» What is required
Every line of the listing should be repeated exactly.

» The records
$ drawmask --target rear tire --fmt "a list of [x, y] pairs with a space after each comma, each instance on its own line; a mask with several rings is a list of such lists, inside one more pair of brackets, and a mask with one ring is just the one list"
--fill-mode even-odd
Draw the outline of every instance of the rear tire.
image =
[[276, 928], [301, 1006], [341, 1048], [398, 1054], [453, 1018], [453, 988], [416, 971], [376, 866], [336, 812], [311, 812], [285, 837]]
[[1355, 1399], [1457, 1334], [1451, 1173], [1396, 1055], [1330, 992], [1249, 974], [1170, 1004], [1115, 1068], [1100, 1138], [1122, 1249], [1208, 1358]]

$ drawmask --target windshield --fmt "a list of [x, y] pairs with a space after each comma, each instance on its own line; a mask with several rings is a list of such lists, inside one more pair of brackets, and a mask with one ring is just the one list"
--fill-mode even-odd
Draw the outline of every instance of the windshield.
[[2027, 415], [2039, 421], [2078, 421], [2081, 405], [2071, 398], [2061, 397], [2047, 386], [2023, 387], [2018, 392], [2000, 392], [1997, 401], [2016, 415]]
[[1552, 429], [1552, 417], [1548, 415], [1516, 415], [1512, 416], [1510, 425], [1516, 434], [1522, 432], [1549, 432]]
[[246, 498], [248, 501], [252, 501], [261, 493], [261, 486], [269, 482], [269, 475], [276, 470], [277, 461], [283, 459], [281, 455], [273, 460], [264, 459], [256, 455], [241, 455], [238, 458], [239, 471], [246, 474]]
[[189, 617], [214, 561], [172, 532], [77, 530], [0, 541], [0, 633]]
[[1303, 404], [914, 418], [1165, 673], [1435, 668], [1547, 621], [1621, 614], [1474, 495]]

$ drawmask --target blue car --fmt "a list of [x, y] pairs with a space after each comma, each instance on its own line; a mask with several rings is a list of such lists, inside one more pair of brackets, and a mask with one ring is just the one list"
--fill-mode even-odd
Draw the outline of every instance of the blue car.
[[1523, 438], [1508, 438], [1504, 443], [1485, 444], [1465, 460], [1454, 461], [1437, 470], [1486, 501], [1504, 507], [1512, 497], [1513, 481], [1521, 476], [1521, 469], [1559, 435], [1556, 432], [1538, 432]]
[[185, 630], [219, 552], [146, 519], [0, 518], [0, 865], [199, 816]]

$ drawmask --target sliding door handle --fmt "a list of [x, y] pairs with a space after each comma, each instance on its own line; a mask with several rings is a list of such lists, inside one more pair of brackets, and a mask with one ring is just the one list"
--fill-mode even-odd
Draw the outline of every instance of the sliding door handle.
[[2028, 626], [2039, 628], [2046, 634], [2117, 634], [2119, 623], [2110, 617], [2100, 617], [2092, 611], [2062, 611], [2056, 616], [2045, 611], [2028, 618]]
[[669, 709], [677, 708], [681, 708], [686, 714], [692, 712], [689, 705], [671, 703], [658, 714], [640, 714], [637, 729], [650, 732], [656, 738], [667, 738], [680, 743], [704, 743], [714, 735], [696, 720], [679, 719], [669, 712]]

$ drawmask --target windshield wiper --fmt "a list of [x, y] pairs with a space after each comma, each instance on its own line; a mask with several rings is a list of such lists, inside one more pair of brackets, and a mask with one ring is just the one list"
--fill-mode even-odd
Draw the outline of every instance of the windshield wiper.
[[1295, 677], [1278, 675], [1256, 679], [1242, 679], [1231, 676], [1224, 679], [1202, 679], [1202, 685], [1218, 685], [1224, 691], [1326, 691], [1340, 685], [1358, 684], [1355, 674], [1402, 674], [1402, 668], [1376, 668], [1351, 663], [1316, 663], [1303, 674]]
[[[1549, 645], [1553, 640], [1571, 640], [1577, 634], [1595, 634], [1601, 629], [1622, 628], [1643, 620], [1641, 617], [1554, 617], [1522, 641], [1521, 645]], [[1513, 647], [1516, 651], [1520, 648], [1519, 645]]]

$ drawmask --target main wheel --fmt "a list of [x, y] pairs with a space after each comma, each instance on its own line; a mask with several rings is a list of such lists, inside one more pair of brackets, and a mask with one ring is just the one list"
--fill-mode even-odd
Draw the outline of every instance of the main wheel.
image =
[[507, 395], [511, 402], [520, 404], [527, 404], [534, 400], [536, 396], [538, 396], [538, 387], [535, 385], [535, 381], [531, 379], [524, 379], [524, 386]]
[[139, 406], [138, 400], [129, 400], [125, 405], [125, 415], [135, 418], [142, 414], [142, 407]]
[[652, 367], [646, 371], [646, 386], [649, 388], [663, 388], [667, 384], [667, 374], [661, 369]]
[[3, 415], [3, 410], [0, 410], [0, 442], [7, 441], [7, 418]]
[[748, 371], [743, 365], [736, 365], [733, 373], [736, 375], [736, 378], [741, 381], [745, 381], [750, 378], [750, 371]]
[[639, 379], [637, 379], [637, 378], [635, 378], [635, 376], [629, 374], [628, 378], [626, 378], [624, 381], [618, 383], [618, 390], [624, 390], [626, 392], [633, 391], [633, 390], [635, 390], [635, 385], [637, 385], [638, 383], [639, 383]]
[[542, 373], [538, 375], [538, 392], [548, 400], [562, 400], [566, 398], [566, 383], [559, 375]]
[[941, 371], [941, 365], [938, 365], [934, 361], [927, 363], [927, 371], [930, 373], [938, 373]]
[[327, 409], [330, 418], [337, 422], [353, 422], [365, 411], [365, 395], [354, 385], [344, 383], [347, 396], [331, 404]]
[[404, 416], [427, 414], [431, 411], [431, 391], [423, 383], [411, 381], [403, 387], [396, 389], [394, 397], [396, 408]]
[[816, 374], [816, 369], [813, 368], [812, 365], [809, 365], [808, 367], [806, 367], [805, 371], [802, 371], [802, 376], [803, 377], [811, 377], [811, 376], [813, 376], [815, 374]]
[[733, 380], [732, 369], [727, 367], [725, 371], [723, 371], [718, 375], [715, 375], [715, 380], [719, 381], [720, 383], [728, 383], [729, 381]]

» Result
$ drawmask --target rear tire --fmt "a list of [x, y] pairs with a space after each comma, each instance on its own line; a mask with several rings is a list of such lists, inside one more pair of brackets, and a mask with one ring is just the one list"
--fill-mode even-odd
Draw the outline of every instance of the rear tire.
image =
[[276, 928], [301, 1006], [341, 1048], [398, 1054], [453, 1018], [453, 988], [416, 971], [376, 866], [336, 812], [311, 812], [285, 837]]
[[1355, 1399], [1457, 1334], [1451, 1173], [1396, 1055], [1330, 992], [1249, 974], [1170, 1004], [1115, 1068], [1100, 1138], [1122, 1249], [1208, 1358]]

$ drawmask --target windshield --fmt "a list of [x, y] pairs with a space after each comma, each instance on its own line; a mask with several rings is a list of such lists, inside one more pair of brackets, and a mask with one ring is just the one list"
--fill-mode even-odd
Draw the outline of every instance of the windshield.
[[2027, 415], [2039, 421], [2078, 421], [2081, 405], [2071, 398], [2061, 397], [2047, 386], [2023, 387], [2018, 392], [2000, 392], [1997, 401], [2016, 415]]
[[1552, 429], [1552, 417], [1548, 415], [1516, 415], [1512, 416], [1510, 425], [1516, 434], [1522, 432], [1549, 432]]
[[246, 498], [248, 501], [252, 501], [261, 493], [261, 486], [269, 482], [269, 475], [276, 470], [277, 461], [283, 459], [281, 455], [273, 460], [264, 459], [256, 455], [241, 455], [238, 458], [239, 471], [246, 474]]
[[189, 617], [214, 561], [172, 532], [77, 530], [0, 541], [0, 633]]
[[1303, 404], [914, 418], [1165, 673], [1435, 668], [1547, 621], [1621, 614], [1474, 495]]

$ drawmask --target blue car --fmt "a list of [x, y] pairs with a space after each comma, each instance on its own line; a mask with several rings is a list of such lists, inside one more pair of brackets, and a mask with one ring is just the one list"
--fill-mode even-odd
Draw the outline of every instance of the blue car.
[[1523, 438], [1508, 438], [1504, 443], [1485, 444], [1465, 460], [1454, 461], [1437, 470], [1486, 501], [1504, 507], [1512, 497], [1513, 481], [1521, 476], [1521, 469], [1559, 435], [1556, 432], [1538, 432]]
[[185, 630], [219, 552], [146, 519], [0, 518], [0, 865], [199, 816]]

$ drawmask --target sliding door handle --fmt "a list of [x, y] pairs with a space after each comma, each instance on its own line; a mask with several rings is a list of such lists, inside one more pair of brackets, and a mask with one ring is just the one list"
--fill-mode even-odd
Draw the outline of every instance of the sliding door handle.
[[2028, 626], [2039, 628], [2046, 634], [2117, 634], [2119, 623], [2110, 617], [2100, 617], [2092, 611], [2062, 611], [2056, 616], [2045, 611], [2028, 618]]
[[669, 709], [677, 708], [681, 708], [686, 714], [692, 712], [689, 705], [671, 703], [658, 714], [640, 714], [637, 729], [650, 732], [656, 738], [667, 738], [680, 743], [704, 743], [714, 735], [696, 720], [679, 719], [669, 712]]

$ drawmask --target windshield wiper --fmt "a list of [x, y] pairs with a space after each comma, each instance on its own line; a mask with several rings is a list of such lists, inside one more pair of brackets, and a mask with one ring is just the one list"
--fill-mode even-odd
Draw the outline of every instance of the windshield wiper.
[[1295, 677], [1278, 675], [1256, 679], [1242, 679], [1231, 676], [1224, 679], [1202, 679], [1202, 685], [1218, 685], [1224, 691], [1326, 691], [1340, 685], [1358, 684], [1355, 674], [1402, 674], [1402, 668], [1376, 668], [1351, 663], [1316, 663], [1303, 674]]
[[[1549, 645], [1553, 640], [1571, 640], [1577, 634], [1595, 634], [1601, 629], [1622, 628], [1643, 620], [1641, 617], [1554, 617], [1522, 641], [1521, 645]], [[1513, 647], [1516, 651], [1520, 648], [1519, 645]]]

$ drawmask --target main wheel --fmt "a list of [x, y] pairs with a space after each comma, each instance on its own line; a mask with several rings is a list of such lists, inside one more pair of brackets, and a mask with one ring is just the one list"
--fill-mode even-odd
Draw the outline of every instance of the main wheel.
image =
[[507, 395], [511, 402], [520, 404], [527, 404], [534, 400], [536, 396], [538, 396], [538, 387], [535, 385], [535, 381], [531, 379], [524, 379], [524, 386]]
[[139, 406], [138, 400], [129, 400], [125, 405], [125, 415], [135, 418], [142, 414], [142, 407]]
[[652, 367], [646, 371], [646, 386], [649, 388], [663, 388], [667, 384], [667, 374], [661, 369]]
[[3, 415], [3, 410], [0, 410], [0, 442], [7, 441], [7, 418]]
[[748, 371], [743, 365], [736, 365], [733, 373], [736, 375], [736, 378], [741, 381], [745, 381], [750, 378], [750, 371]]
[[639, 379], [637, 379], [637, 378], [635, 378], [635, 376], [629, 374], [628, 378], [626, 378], [624, 381], [618, 383], [618, 390], [624, 390], [626, 392], [633, 391], [633, 390], [635, 390], [635, 385], [637, 385], [638, 383], [639, 383]]
[[542, 373], [538, 375], [538, 392], [548, 400], [562, 400], [566, 398], [566, 383], [559, 375]]
[[941, 371], [941, 365], [938, 365], [934, 361], [927, 363], [927, 371], [930, 373], [938, 373]]
[[327, 409], [330, 418], [337, 422], [353, 422], [365, 411], [365, 395], [354, 385], [344, 383], [347, 396], [331, 404]]
[[404, 416], [427, 414], [431, 411], [431, 391], [423, 383], [411, 381], [403, 387], [396, 389], [394, 397], [396, 408]]
[[816, 374], [816, 369], [813, 368], [812, 365], [809, 365], [808, 367], [806, 367], [805, 371], [802, 371], [802, 376], [803, 377], [811, 377], [811, 376], [813, 376], [815, 374]]
[[733, 380], [732, 369], [727, 367], [725, 371], [723, 371], [718, 375], [715, 375], [715, 380], [719, 381], [720, 383], [728, 383], [729, 381]]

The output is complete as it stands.